**DOCUMENT EXTRACT:**
S-8 1 tm2223290d1_s8.htm FORM S-8

 

As filed with the Securities and Exchange Commission on August 12, 2022 Registration No. 333-

 

 

 

UNITED STATES
SECURITIES AND EXCHANGE COMMISSION

Washington, D.C. 20549

 

 

 

FORM S-8

REGISTRATION STATEMENT UNDER THE SECURITIES ACT OF 1933

 

 

 

Moving iMage Technologies, Inc.

(Exact name of registrant as specified in its charter)

 

Delaware
(State or other jurisdiction of
incorporation or organization)
  85-1836381
(I.R.S. Employer
Identification No.)

 

17760 Newhope Street, Fountain Valley, CA 92075

(Address of principal executive offices)

 

(714) 751-7998

(Registrant’s telephone number, including area code)

 

 

 

Moving iMage Technologies, Inc. 2019 Omnibus Incentive Plan, as amended

(Full title of the plan)

 

  Copy to:
 

Thomas J. Poletti, Esq.

Katherine J. Blair, Esq.

  Manatt, Phelps & Phillips, LLP
  695 Town Center Drive, 14th Floor
  Costa Mesa, CA 92626
  Telephone: (310) 312-4252
  Facsimile: (310) 312-4224

 

 

 

Indicate by check mark whether the registrant is a large accelerated filer, an accelerated filer, a non-accelerated filer, a smaller reporting company or an emerging growth company. See the definitions of “large accelerated filer,” “accelerated filer,” “smaller reporting company” and “emerging growth company” in Rule 12b-2 of the Exchange Act.

 

Large accelerated filer ¨     Accelerated filer   ¨
Non-accelerated filer x     Smaller reporting company   x
        Emerging growth company   x

 

If an emerging growth company, indicate by check mark if the registrant has elected not to use the extended transition period for complying with any new or revised financial accounting standards provided pursuant to Section 7(a)(2)(B) of the Securities Act. ¨

 

 

 

 

 

 

EXPLANATORY NOTE

 

This Registration Statement on Form S-8 is being filed for the purpose of registering under the Securities Act of 1933, as amended (the “Securities Act”), an additional 750,000 shares of common stock, par value $0.00001 per share (the “Common Stock”), of Moving iMage Technologies, Inc. (the “Registrant”) issuable pursuant to the Registrant’s 2019 Omnibus Incentive Plan, as amended (the “Plan”). The additional shares of the Registrant’s Common Stock being registered hereunder represent the increase in the number of shares issuable under the Plan that was approved by the stockholders on February 24, 2022 at the Registrant’s annual meeting of stockholders.

 

Pursuant to General Instruction E of Form S-8 regarding Registration of Additional Securities, this Registration Statement hereby incorporates by reference the Registration Statement No. 333- 258966 filed on August 20, 2021 registering 750,000 shares, including any amendments thereto or filings incorporated therein, filed with the Securities and Exchange Commission (the “Previous Registration Statement”).

 

Information required by Part II is omitted, except as supplemented by the information set forth below. The shares of Common Stock registered pursuant to this Registration Statement are of the same class of securities as the shares of Common Stock registered for issuance under the Plan pursuant to the Previous Registration Statement. Any items in the Previous Registration Statement not expressly changed hereby shall be as set forth in the Previous Registration Statement.

**DATA ENTRIES:**
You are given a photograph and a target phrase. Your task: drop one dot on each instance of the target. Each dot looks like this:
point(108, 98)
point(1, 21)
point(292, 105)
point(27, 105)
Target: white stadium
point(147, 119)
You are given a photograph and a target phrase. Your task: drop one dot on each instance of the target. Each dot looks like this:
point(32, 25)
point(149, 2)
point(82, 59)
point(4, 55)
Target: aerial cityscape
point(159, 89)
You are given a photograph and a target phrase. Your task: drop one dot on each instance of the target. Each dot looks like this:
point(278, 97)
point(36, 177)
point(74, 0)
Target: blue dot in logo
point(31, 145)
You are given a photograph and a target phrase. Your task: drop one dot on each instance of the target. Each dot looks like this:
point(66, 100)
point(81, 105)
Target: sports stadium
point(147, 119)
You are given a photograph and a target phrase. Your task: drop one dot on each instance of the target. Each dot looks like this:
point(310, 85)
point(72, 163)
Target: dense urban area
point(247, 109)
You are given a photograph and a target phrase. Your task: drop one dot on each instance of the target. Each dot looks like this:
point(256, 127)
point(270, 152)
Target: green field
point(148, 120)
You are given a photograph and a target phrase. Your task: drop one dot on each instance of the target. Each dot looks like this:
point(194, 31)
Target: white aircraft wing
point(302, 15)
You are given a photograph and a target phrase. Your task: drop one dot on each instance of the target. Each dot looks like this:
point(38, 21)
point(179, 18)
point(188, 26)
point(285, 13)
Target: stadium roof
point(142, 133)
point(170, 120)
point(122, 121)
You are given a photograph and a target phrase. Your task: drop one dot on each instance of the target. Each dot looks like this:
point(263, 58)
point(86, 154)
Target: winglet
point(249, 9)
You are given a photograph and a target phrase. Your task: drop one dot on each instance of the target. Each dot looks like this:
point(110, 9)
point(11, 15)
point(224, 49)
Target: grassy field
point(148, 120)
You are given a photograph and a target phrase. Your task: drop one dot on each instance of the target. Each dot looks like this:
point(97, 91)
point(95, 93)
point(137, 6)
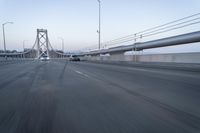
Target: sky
point(77, 20)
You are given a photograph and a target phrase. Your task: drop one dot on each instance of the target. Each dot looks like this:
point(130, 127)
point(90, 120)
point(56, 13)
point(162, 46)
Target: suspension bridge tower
point(42, 43)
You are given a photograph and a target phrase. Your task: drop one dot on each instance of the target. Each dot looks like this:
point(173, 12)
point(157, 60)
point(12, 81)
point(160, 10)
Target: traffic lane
point(13, 72)
point(177, 91)
point(95, 106)
point(58, 98)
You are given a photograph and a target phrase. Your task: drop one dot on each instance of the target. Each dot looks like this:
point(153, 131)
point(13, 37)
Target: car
point(74, 58)
point(44, 58)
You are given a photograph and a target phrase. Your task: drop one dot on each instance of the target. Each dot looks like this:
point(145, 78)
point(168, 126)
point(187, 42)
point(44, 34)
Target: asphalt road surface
point(80, 97)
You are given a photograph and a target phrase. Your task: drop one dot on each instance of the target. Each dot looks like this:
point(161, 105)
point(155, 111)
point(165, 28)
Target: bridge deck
point(80, 97)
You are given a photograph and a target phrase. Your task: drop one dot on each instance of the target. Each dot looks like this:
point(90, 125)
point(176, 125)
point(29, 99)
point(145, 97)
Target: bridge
point(106, 92)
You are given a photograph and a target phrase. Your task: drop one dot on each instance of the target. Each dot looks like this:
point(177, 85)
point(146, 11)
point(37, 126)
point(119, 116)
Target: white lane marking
point(82, 74)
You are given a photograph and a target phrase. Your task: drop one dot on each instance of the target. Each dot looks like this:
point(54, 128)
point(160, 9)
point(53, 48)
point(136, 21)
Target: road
point(82, 97)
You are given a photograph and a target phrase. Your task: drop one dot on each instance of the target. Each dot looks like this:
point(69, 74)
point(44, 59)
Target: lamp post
point(99, 31)
point(24, 47)
point(62, 44)
point(4, 38)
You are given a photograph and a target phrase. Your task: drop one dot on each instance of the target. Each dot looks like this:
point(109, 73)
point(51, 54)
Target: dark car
point(74, 58)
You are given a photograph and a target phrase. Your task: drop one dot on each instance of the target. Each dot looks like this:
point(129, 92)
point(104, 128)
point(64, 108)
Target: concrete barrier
point(172, 57)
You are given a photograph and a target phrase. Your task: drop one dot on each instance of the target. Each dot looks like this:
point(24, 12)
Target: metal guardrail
point(170, 41)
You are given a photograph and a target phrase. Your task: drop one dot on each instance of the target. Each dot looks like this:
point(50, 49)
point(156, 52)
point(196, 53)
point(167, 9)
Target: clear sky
point(77, 20)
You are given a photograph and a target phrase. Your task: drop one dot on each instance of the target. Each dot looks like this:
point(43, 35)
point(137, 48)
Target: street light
point(24, 47)
point(24, 44)
point(99, 31)
point(4, 38)
point(62, 43)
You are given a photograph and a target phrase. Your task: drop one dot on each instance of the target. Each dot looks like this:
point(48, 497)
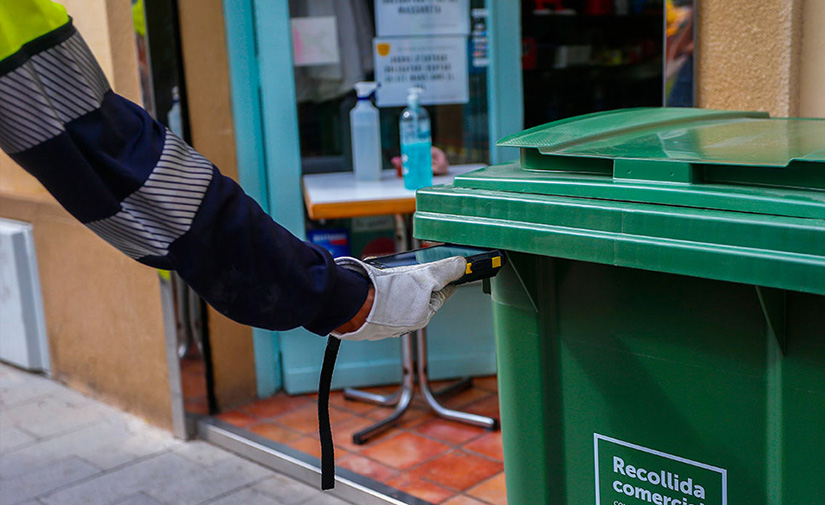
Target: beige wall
point(748, 53)
point(210, 115)
point(103, 313)
point(812, 65)
point(762, 55)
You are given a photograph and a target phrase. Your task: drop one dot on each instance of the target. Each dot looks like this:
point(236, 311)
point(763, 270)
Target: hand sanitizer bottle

**REQUIRED TASK:** In the Form S-8 filing, on what date did the stockholders approve the increase in shares issuable under the plan? The material isn't needed for this task.

**TASK SOLUTION:** February 24, 2022